During the last decades of the nineteenth century, our country's expanding wealth and influence moved progressive thinkers to evaluate the role of public institutions in providing for the welfare of a growing population. A burgeoning interest in issues as diverse as criminality among the poor, the health of immigrants, overcrowding in slums, and the education of the disabled spurred the development of new means to investigate, document, and analyze their living conditions with an eye toward improving their lives.
Among the figures who became preoccupied with issues of social welfare was Francis Greenwood Peabody, a Harvard educator who brought the reform agenda to students via the college's Department of Social Ethics. A chief tool in Peabody's didactic arsenal was the Social Ethics Collection, a wide-ranging assemblage of photographs, maps, and charts that documented living conditions, educational institutions, charitable organizations, and hospitals across the US and Europe.
__________
_What this exercise asks_:
a) Translate the following sentence from the social welfare text into French: "Among the figures who became preoccupied with issues of social welfare was Francis Greenwood Peabody, a Harvard educator who brought the reform agenda to students via the college's Department of Social Ethics."
b) Answer these questions using the social welfare text:
(i) During what period did progressive thinkers begin to evaluate the role of public institutions in providing for the welfare of a growing population?
(ii) At which institution was Francis Greenwood Peabody an educator?
(iii) Across which regions did the Social Ethics Collection document living conditions and institutions?
c) Output the portion of the social welfare text starting at "Among the figures" and ending at "US and Europe.".

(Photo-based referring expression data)
__________
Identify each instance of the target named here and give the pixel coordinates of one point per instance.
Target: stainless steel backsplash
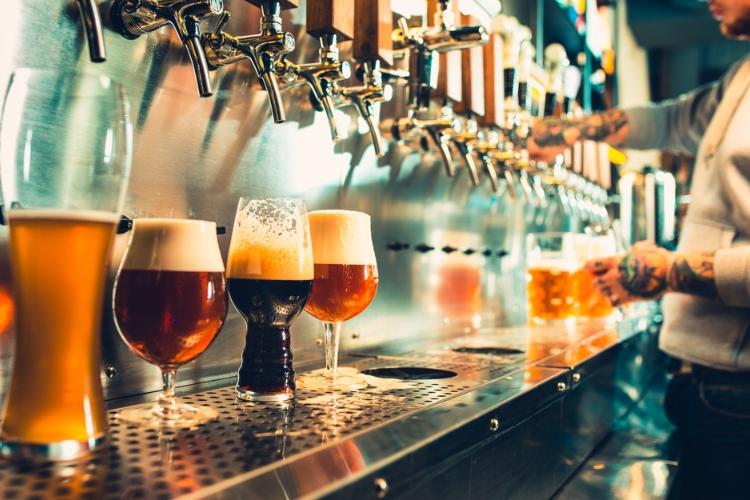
(195, 157)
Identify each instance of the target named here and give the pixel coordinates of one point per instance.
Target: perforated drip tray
(148, 463)
(488, 350)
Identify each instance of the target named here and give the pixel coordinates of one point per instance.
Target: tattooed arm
(552, 136)
(647, 272)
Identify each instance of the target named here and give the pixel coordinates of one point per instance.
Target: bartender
(706, 282)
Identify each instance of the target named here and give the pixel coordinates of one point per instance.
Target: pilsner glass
(551, 263)
(346, 279)
(169, 304)
(65, 151)
(591, 303)
(270, 272)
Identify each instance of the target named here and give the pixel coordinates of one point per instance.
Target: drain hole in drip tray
(492, 351)
(409, 373)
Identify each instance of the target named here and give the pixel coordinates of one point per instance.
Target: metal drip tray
(148, 463)
(410, 373)
(488, 350)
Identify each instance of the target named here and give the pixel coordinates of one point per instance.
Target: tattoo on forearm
(644, 274)
(694, 274)
(564, 132)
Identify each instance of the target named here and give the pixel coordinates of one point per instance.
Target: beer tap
(425, 42)
(263, 49)
(134, 18)
(437, 129)
(92, 28)
(372, 47)
(331, 22)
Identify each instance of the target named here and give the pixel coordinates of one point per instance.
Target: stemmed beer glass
(65, 153)
(270, 272)
(346, 279)
(170, 303)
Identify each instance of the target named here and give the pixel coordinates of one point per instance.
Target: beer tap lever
(134, 18)
(372, 47)
(264, 50)
(92, 28)
(331, 22)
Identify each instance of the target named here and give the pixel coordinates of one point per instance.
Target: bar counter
(523, 410)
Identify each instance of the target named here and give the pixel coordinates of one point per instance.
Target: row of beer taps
(497, 151)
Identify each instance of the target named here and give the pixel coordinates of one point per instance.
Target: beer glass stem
(168, 407)
(332, 338)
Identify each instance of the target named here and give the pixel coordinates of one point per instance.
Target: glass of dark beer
(270, 272)
(65, 150)
(170, 303)
(346, 279)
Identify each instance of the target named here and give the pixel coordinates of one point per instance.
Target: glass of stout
(170, 303)
(346, 279)
(270, 273)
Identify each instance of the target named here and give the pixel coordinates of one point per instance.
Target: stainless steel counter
(513, 424)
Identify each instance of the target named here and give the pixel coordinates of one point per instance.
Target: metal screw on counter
(134, 18)
(372, 47)
(331, 22)
(264, 50)
(92, 28)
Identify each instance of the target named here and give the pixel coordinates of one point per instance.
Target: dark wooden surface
(373, 25)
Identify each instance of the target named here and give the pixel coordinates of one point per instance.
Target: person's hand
(640, 274)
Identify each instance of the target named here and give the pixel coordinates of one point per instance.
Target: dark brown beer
(269, 306)
(342, 291)
(169, 317)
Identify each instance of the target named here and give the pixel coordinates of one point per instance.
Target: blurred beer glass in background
(169, 304)
(551, 263)
(346, 279)
(590, 302)
(270, 273)
(65, 153)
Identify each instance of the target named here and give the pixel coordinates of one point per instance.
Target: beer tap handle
(92, 28)
(372, 47)
(136, 17)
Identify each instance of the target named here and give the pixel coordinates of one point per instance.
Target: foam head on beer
(174, 245)
(341, 237)
(269, 242)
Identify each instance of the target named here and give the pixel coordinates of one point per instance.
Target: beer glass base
(271, 397)
(61, 451)
(182, 417)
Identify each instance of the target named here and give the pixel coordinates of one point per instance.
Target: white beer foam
(173, 245)
(270, 241)
(51, 213)
(341, 237)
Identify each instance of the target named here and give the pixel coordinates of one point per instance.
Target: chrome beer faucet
(92, 28)
(263, 50)
(134, 18)
(425, 42)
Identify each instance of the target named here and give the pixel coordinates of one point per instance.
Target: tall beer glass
(170, 302)
(551, 264)
(65, 150)
(346, 278)
(270, 272)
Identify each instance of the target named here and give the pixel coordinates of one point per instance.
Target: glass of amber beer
(270, 273)
(65, 150)
(170, 303)
(346, 279)
(551, 263)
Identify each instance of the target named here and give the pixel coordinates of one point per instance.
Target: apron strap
(728, 105)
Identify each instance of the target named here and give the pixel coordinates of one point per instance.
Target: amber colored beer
(591, 303)
(551, 293)
(59, 264)
(170, 317)
(342, 291)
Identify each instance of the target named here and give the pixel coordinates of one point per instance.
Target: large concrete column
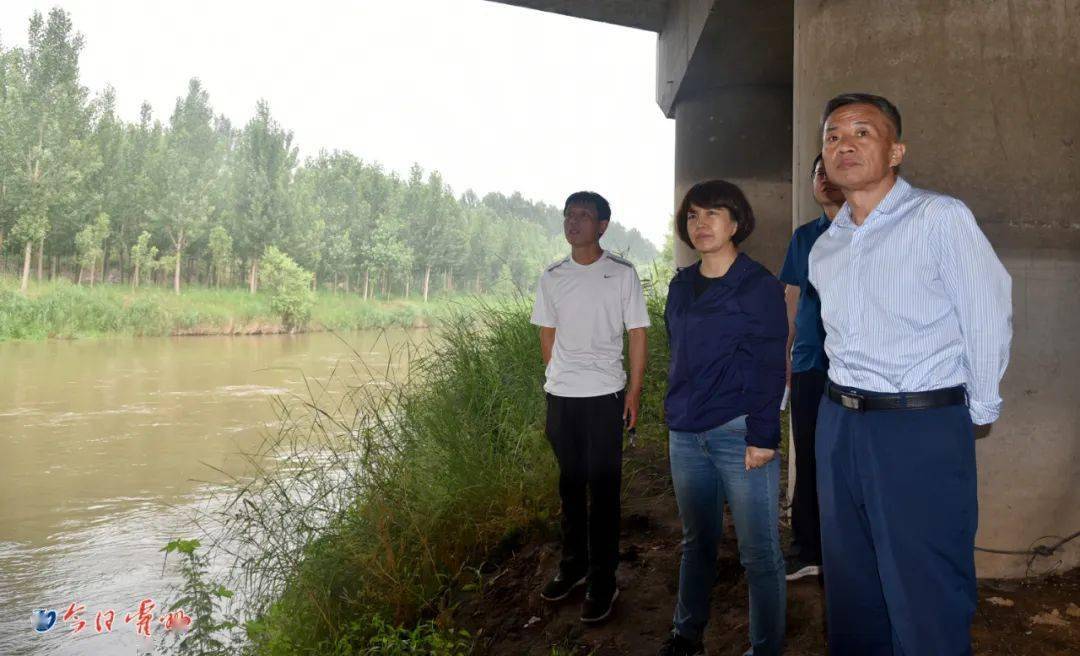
(725, 76)
(991, 115)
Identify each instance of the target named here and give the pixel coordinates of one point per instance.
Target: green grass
(63, 310)
(390, 504)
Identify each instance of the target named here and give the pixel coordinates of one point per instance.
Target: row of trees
(196, 199)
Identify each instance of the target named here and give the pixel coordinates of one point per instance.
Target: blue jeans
(707, 469)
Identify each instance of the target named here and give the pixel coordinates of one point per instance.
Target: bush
(289, 285)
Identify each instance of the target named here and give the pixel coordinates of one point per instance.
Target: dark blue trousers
(899, 512)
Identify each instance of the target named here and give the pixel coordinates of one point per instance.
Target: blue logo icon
(43, 619)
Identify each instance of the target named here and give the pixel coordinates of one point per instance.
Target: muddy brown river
(108, 449)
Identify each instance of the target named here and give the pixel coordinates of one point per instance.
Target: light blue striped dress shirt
(915, 299)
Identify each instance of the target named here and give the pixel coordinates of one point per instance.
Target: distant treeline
(89, 196)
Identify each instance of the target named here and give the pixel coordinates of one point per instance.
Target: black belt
(859, 400)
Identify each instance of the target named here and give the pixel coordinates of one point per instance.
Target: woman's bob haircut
(713, 195)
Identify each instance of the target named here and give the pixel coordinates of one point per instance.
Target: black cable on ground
(1035, 551)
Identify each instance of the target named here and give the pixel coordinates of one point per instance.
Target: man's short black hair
(713, 195)
(865, 98)
(589, 198)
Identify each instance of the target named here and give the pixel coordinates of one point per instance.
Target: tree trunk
(176, 272)
(105, 262)
(252, 278)
(26, 267)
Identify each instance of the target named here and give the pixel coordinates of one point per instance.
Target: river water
(107, 449)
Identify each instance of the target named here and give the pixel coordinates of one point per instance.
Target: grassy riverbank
(63, 310)
(385, 516)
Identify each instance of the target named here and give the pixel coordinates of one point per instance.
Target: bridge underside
(991, 115)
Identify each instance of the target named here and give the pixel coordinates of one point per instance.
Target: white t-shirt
(589, 307)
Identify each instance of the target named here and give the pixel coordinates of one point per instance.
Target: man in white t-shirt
(584, 302)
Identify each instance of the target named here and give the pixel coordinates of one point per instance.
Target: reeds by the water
(381, 500)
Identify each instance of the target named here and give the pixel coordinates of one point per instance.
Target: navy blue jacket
(727, 351)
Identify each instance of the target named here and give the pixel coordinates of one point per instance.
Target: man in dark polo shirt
(807, 369)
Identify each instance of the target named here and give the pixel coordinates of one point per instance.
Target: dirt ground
(1014, 617)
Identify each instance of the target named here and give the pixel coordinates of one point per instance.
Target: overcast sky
(496, 97)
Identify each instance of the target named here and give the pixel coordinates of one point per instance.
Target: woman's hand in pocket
(758, 457)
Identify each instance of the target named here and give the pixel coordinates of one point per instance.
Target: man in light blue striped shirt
(917, 312)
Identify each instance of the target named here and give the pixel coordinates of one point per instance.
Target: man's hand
(630, 410)
(758, 457)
__________
_Expected responses_:
a) Parmi les personnalités qui se sont préoccupées des questions de protection sociale figurait Francis Greenwood Peabody, un enseignant de Harvard qui a transmis le programme de réforme aux étudiants par l'intermédiaire du département d'éthique sociale de l'université.

b)
(i) The last decades of the nineteenth century.
(ii) Harvard.
(iii) The US and Europe.

c)
Among the figures who became preoccupied with issues of social welfare was Francis Greenwood Peabody, a Harvard educator who brought the reform agenda to students via the college's Department of Social Ethics. A chief tool in Peabody's didactic arsenal was the Social Ethics Collection, a wide-ranging assemblage of photographs, maps, and charts that documented living conditions, educational institutions, charitable organizations, and hospitals across the US and Europe.